Text shown START
Skip to content

What reinforcement learning actually is

This is the opening lesson of Track 17 (Reinforcement Learning Foundations). The track teaches the math-rigorous foundations of reinforcement learning, the family of techniques behind systems that learn by trial and reward, from AlphaGo to robotic locomotion to the RLHF step inside modern large language models. This first lesson does not teach a technique; it gives you the map: what RL is and is not, the agent-environment-reward loop the whole track is built on, the things that make RL harder than the supervised learning you may have met, and the single tension every method in the rest of the track is, underneath, a precise answer to. The source curriculum is David Silver’s UCL Reinforcement Learning course (CC BY-NC 4.0), freely available and cited per lesson as further study.

The lesson places RL beside supervised and unsupervised learning as a third paradigm, draws the agent-environment-reward loop, names the three things that make RL its own discipline (no oracle action, delayed reward, distribution shift from the changing policy), introduces the exploration-versus-exploitation dilemma with a three-arm bandit walkthrough that makes both extremes visibly fail, and tours real systems built on RL, closing with a clean named cross-reference to Track 5’s rlhf-and-dpo lesson for the LLM-alignment side.

This is lesson 1 of 10, the entry point of the track. There is no previous lesson here; the prerequisite is comfort with basic probability and expectation (Track 9 material is sufficient). The next lesson, Markov Decision Processes, turns this lesson’s informal loop into a formal MDP, which the rest of the track relies on. Lesson 10 closes the arc with a bridge to modern RL, including RLHF.

Prerequisites: none beyond comfort with basic probability and expectation; Track 9 (Statistics & Probability for AI) is the natural foundation, particularly its random-variables and expected-value material. Some exposure to machine learning vocabulary (training, test data, models, gradient descent) helps but is not required for this opener.
Text shown END
> **Things to do**
[A] In the lesson introduction, repeat the passage that starts with the words "This is the" and ends after the words "as further study.", with every word and punctuation mark unchanged.
[B] According to the lesson introduction, what three things make reinforcement learning its own discipline? List them.
Extracted records START
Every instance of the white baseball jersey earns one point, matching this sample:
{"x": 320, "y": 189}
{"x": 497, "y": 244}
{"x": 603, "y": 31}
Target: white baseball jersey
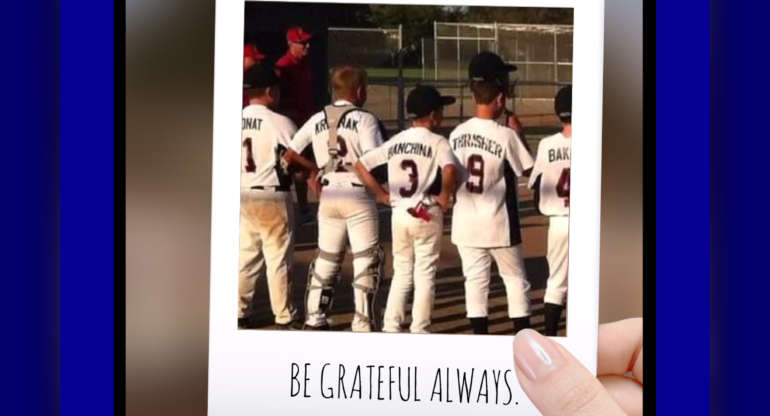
{"x": 491, "y": 156}
{"x": 265, "y": 136}
{"x": 359, "y": 131}
{"x": 550, "y": 176}
{"x": 414, "y": 158}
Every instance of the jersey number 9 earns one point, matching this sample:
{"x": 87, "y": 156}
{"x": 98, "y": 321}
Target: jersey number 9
{"x": 475, "y": 168}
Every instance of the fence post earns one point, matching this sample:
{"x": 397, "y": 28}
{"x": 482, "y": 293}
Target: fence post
{"x": 457, "y": 25}
{"x": 400, "y": 90}
{"x": 422, "y": 56}
{"x": 435, "y": 51}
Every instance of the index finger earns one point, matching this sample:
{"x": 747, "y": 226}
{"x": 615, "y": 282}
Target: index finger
{"x": 620, "y": 348}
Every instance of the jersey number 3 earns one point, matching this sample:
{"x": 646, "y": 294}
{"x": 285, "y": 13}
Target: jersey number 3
{"x": 562, "y": 187}
{"x": 409, "y": 165}
{"x": 250, "y": 165}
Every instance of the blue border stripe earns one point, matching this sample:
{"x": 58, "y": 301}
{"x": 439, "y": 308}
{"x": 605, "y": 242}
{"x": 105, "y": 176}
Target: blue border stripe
{"x": 87, "y": 209}
{"x": 682, "y": 199}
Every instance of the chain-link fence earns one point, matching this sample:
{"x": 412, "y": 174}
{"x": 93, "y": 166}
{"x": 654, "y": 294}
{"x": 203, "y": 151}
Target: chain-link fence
{"x": 542, "y": 53}
{"x": 369, "y": 47}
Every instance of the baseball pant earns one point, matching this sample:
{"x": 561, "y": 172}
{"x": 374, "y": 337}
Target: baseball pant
{"x": 416, "y": 247}
{"x": 558, "y": 260}
{"x": 345, "y": 214}
{"x": 266, "y": 247}
{"x": 477, "y": 263}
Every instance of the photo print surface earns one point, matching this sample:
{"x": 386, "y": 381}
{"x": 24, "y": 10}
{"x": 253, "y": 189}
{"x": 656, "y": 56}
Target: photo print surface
{"x": 442, "y": 206}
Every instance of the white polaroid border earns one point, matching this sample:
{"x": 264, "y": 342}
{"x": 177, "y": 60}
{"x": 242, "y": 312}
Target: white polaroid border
{"x": 250, "y": 370}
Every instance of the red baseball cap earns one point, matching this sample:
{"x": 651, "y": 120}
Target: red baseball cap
{"x": 251, "y": 50}
{"x": 297, "y": 34}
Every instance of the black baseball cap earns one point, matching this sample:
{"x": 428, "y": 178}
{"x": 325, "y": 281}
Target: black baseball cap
{"x": 488, "y": 66}
{"x": 260, "y": 76}
{"x": 424, "y": 99}
{"x": 562, "y": 104}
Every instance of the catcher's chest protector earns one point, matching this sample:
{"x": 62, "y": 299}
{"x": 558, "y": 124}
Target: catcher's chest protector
{"x": 334, "y": 114}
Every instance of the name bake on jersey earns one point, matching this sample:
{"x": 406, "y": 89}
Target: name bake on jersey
{"x": 550, "y": 178}
{"x": 493, "y": 156}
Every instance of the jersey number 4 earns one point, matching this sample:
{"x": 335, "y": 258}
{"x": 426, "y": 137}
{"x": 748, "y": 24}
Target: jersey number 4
{"x": 250, "y": 165}
{"x": 562, "y": 187}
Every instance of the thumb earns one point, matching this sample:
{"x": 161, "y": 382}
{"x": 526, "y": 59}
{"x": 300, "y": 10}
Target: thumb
{"x": 555, "y": 381}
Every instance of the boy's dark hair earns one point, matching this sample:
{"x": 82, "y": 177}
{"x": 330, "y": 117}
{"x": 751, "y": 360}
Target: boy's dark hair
{"x": 484, "y": 92}
{"x": 256, "y": 92}
{"x": 562, "y": 104}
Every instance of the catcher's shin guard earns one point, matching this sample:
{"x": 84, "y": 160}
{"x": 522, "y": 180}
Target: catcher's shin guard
{"x": 368, "y": 281}
{"x": 319, "y": 295}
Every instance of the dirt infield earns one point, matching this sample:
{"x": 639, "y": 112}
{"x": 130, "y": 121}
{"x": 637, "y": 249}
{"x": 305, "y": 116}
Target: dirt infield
{"x": 449, "y": 308}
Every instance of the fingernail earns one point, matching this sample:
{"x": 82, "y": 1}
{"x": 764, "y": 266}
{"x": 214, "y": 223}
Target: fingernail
{"x": 535, "y": 355}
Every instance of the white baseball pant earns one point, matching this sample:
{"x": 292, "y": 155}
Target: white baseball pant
{"x": 477, "y": 263}
{"x": 266, "y": 245}
{"x": 416, "y": 247}
{"x": 558, "y": 260}
{"x": 345, "y": 213}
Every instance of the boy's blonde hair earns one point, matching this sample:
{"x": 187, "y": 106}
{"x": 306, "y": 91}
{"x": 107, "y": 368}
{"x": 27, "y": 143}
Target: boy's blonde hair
{"x": 346, "y": 80}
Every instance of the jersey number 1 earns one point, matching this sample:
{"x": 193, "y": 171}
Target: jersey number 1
{"x": 562, "y": 187}
{"x": 250, "y": 165}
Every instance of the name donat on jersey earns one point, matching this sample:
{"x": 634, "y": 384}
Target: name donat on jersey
{"x": 387, "y": 217}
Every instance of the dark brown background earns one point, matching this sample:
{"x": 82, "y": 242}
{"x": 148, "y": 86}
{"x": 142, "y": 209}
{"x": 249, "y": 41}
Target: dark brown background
{"x": 169, "y": 91}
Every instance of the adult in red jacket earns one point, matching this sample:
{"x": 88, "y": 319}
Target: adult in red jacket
{"x": 251, "y": 56}
{"x": 297, "y": 98}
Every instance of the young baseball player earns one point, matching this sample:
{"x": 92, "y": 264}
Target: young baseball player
{"x": 485, "y": 223}
{"x": 550, "y": 181}
{"x": 266, "y": 234}
{"x": 339, "y": 135}
{"x": 421, "y": 178}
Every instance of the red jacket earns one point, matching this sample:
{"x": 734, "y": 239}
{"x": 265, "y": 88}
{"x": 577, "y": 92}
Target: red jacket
{"x": 297, "y": 98}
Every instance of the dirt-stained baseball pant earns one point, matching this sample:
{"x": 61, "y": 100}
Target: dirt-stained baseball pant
{"x": 416, "y": 247}
{"x": 266, "y": 245}
{"x": 345, "y": 213}
{"x": 558, "y": 260}
{"x": 476, "y": 269}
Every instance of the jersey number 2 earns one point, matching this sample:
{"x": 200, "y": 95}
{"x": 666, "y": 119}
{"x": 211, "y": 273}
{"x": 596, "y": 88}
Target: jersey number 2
{"x": 562, "y": 187}
{"x": 409, "y": 165}
{"x": 250, "y": 165}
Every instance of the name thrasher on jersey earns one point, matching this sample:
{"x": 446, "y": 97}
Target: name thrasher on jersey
{"x": 550, "y": 177}
{"x": 491, "y": 157}
{"x": 358, "y": 132}
{"x": 265, "y": 136}
{"x": 413, "y": 159}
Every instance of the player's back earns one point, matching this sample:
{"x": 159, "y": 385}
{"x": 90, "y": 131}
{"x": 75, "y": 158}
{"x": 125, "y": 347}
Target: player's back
{"x": 414, "y": 158}
{"x": 551, "y": 175}
{"x": 265, "y": 136}
{"x": 358, "y": 132}
{"x": 491, "y": 157}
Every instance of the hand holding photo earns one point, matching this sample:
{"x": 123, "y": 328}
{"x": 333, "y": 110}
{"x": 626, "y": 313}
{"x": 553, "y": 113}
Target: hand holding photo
{"x": 438, "y": 206}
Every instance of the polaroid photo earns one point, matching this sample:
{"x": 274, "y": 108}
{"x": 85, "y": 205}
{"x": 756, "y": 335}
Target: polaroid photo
{"x": 393, "y": 201}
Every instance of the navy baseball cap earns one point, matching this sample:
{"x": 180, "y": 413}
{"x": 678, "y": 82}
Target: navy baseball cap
{"x": 488, "y": 66}
{"x": 260, "y": 76}
{"x": 562, "y": 104}
{"x": 424, "y": 99}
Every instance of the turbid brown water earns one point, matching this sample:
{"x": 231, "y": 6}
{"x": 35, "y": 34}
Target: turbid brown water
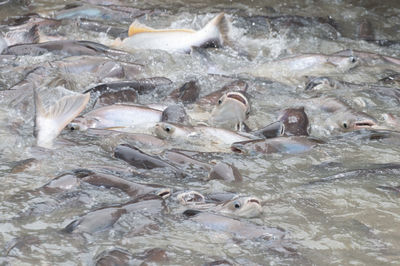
{"x": 337, "y": 204}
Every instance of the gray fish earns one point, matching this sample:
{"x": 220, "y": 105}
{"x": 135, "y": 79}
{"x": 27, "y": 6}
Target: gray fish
{"x": 139, "y": 159}
{"x": 175, "y": 114}
{"x": 50, "y": 122}
{"x": 238, "y": 206}
{"x": 290, "y": 145}
{"x": 104, "y": 218}
{"x": 187, "y": 93}
{"x": 293, "y": 69}
{"x": 292, "y": 122}
{"x": 62, "y": 47}
{"x": 224, "y": 171}
{"x": 212, "y": 98}
{"x": 236, "y": 227}
{"x": 231, "y": 110}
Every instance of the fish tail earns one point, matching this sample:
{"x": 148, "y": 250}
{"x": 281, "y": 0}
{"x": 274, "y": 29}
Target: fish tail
{"x": 50, "y": 122}
{"x": 33, "y": 34}
{"x": 116, "y": 43}
{"x": 220, "y": 22}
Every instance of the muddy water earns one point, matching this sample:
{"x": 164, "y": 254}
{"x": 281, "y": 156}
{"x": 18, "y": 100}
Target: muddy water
{"x": 344, "y": 219}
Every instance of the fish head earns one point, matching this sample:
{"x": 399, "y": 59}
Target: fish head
{"x": 319, "y": 83}
{"x": 190, "y": 197}
{"x": 163, "y": 192}
{"x": 242, "y": 206}
{"x": 295, "y": 122}
{"x": 345, "y": 63}
{"x": 351, "y": 120}
{"x": 79, "y": 123}
{"x": 166, "y": 130}
{"x": 232, "y": 108}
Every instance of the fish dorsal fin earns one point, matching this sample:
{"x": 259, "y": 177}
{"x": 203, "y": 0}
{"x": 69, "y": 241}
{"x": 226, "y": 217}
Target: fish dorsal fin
{"x": 137, "y": 27}
{"x": 50, "y": 122}
{"x": 221, "y": 24}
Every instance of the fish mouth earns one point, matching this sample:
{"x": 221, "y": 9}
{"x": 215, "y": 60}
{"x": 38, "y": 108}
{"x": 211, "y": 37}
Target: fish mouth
{"x": 253, "y": 200}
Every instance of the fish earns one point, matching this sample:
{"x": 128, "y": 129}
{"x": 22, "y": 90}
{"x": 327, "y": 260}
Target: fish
{"x": 231, "y": 110}
{"x": 241, "y": 206}
{"x": 235, "y": 227}
{"x": 289, "y": 145}
{"x": 291, "y": 70}
{"x": 213, "y": 34}
{"x": 187, "y": 93}
{"x": 237, "y": 206}
{"x": 61, "y": 47}
{"x": 224, "y": 171}
{"x": 117, "y": 116}
{"x": 104, "y": 218}
{"x": 139, "y": 159}
{"x": 175, "y": 113}
{"x": 120, "y": 257}
{"x": 49, "y": 122}
{"x": 212, "y": 98}
{"x": 198, "y": 134}
{"x": 292, "y": 122}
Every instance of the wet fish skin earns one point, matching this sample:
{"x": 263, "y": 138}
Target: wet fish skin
{"x": 290, "y": 145}
{"x": 117, "y": 116}
{"x": 50, "y": 122}
{"x": 231, "y": 110}
{"x": 212, "y": 98}
{"x": 226, "y": 172}
{"x": 175, "y": 113}
{"x": 187, "y": 93}
{"x": 175, "y": 40}
{"x": 139, "y": 159}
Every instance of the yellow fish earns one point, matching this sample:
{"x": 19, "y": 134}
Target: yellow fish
{"x": 175, "y": 40}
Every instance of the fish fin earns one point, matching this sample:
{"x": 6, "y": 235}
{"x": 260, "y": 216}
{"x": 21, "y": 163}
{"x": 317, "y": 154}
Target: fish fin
{"x": 50, "y": 122}
{"x": 116, "y": 43}
{"x": 33, "y": 34}
{"x": 220, "y": 22}
{"x": 137, "y": 27}
{"x": 190, "y": 212}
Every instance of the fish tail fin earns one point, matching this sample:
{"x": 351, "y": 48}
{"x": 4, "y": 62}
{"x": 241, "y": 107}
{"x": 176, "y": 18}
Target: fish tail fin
{"x": 221, "y": 23}
{"x": 50, "y": 122}
{"x": 137, "y": 27}
{"x": 33, "y": 34}
{"x": 116, "y": 43}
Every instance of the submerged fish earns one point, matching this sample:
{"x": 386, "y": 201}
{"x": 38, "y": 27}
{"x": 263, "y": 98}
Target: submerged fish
{"x": 289, "y": 70}
{"x": 50, "y": 122}
{"x": 117, "y": 116}
{"x": 291, "y": 145}
{"x": 231, "y": 111}
{"x": 198, "y": 134}
{"x": 175, "y": 40}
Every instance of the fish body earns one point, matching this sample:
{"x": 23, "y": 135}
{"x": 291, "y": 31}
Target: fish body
{"x": 231, "y": 111}
{"x": 289, "y": 70}
{"x": 49, "y": 122}
{"x": 117, "y": 116}
{"x": 174, "y": 40}
{"x": 198, "y": 134}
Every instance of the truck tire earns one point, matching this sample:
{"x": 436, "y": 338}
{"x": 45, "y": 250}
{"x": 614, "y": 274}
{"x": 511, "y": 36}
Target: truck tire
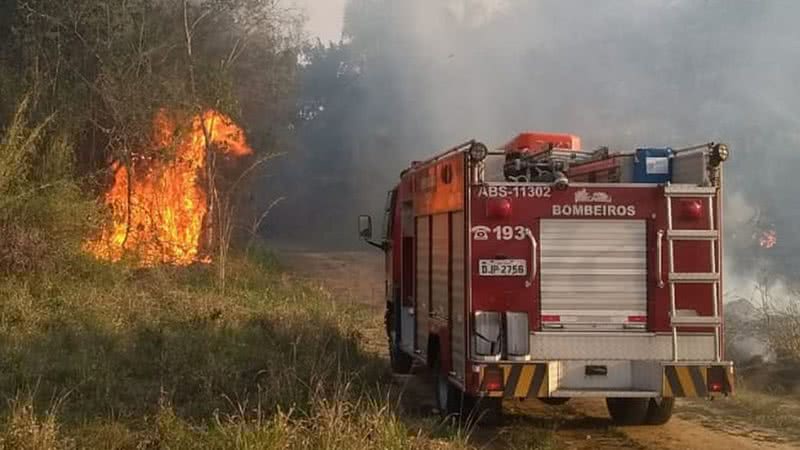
Extracted records END
> **Responses to the exercise**
[A]
This is the opening lesson of Track 17 (Reinforcement Learning Foundations). The track teaches the math-rigorous foundations of reinforcement learning, the family of techniques behind systems that learn by trial and reward, from AlphaGo to robotic locomotion to the RLHF step inside modern large language models. This first lesson does not teach a technique; it gives you the map: what RL is and is not, the agent-environment-reward loop the whole track is built on, the things that make RL harder than the supervised learning you may have met, and the single tension every method in the rest of the track is, underneath, a precise answer to. The source curriculum is David Silver’s UCL Reinforcement Learning course (CC BY-NC 4.0), freely available and cited per lesson as further study.

[B]
- No oracle action
- Delayed reward
- Distribution shift from the changing policy